Texto da página:
----

Com o desenvolvimento econômico do país, a indignação contra a corrupção, de alguma forma, se dilui. Alexandro Salas, diretor para as Américas da Transparência Internacional, diz o seguinte:
"Quando um país começa a ter uma economia mais sólida, é mais fácil ver um cidadão comum perdoando atos corruptos, porque ele não faz um vínculo direto de como a corrupção o afeta. Se agora ele tem um bom trabalho, um carro e se o ministro rouba, ele fica irritado, claro, mas acha que isso não o atinge diretamente."
No ranking de Percepção da Corrupção da ONG em 2012, o Brasil ocupou a 69ª posição, entre 176 países. Já no que lista o grau de proprinas pagas, o país ficou no 14º lugar - foram 28 países analisados.

----

Conteúdo da listagem:
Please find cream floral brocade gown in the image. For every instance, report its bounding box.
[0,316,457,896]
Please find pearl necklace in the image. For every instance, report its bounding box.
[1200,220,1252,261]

----

Objetivo da tarefa: Dê prosseguimento ao texto sobre a percepção da corrupção no Brasil, começando logo após a última frase dele.

Resposta:
O Promotor de Justiça, Jairo da Cruz Moreira, aponta os dez atos de corrupção mais presente no dia-a-dia do cidadão comum:
- Não dar nota fiscal;
- Não declarar Imposto de Renda;
- Tentar subornar o guarda para evitar multas;
- Falsificar carteirinha de estudante;
- Dar/aceitar troco errado;
- Roubar assinatura de TV a cabo;
- Furar fila;
- Comprar produtos falsificados;
- No trabalho, bater ponto pelo colega;
- Falsificar assinaturas.
"Aceitar essas pequenas corrupções legitima aceitar grandes corrupções", afirma o promotor. "Seguindo esse raciocínio, seria algo como um menino que hoje não vê problema em colar na prova ser mais propenso a, mais para frente, subornar um guarda sem achar que isso é corrupção."
Em seu livro “Dando um Jeito no Jeitinho”, Lourenço Stelio Rega apresenta o que ele chama de ciclo vicioso da corrupção que se inicia no descaso das autoridades que leva o povo a sentir-se no direito de transgredir a norma e, por conseguinte, dar um “jeito”, pagando suborno para não ser punido. O pagamento de suborno a uma autoridade pública reestimula a corrupção, gerando impunidade e fechando, assim, o círculo.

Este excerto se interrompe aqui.